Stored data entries
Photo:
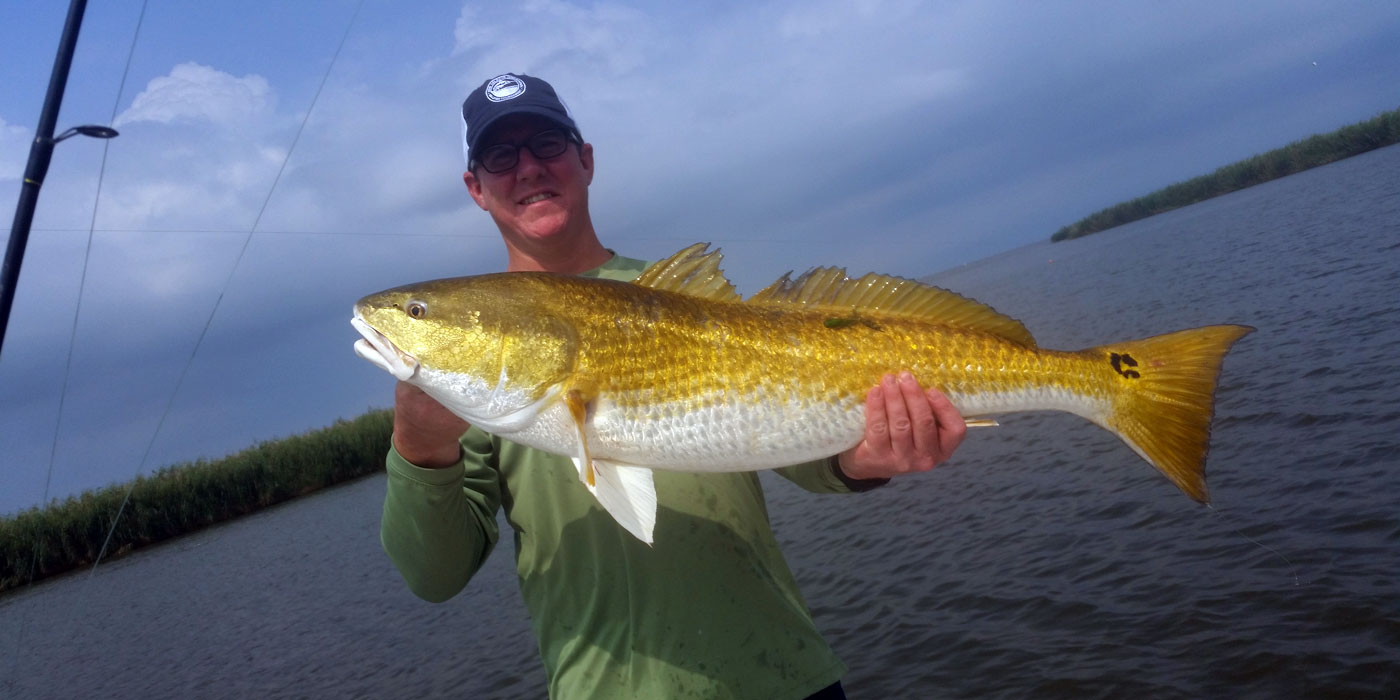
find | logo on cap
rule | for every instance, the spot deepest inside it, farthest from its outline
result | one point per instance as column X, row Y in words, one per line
column 504, row 87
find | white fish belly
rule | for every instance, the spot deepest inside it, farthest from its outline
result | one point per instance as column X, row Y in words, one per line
column 703, row 436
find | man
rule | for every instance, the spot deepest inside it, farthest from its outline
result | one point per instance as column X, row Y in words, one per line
column 711, row 611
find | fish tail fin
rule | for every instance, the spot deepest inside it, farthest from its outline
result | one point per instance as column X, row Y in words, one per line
column 1165, row 396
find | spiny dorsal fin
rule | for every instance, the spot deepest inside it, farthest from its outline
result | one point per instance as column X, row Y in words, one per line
column 885, row 296
column 690, row 272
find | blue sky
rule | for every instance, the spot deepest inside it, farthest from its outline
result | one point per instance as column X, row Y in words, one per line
column 896, row 136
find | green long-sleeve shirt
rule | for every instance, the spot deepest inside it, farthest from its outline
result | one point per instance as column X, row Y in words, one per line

• Goal of the exercise:
How many lines in the records above contain the word "find"? Answer with the number alone.

• Exercise answer:
7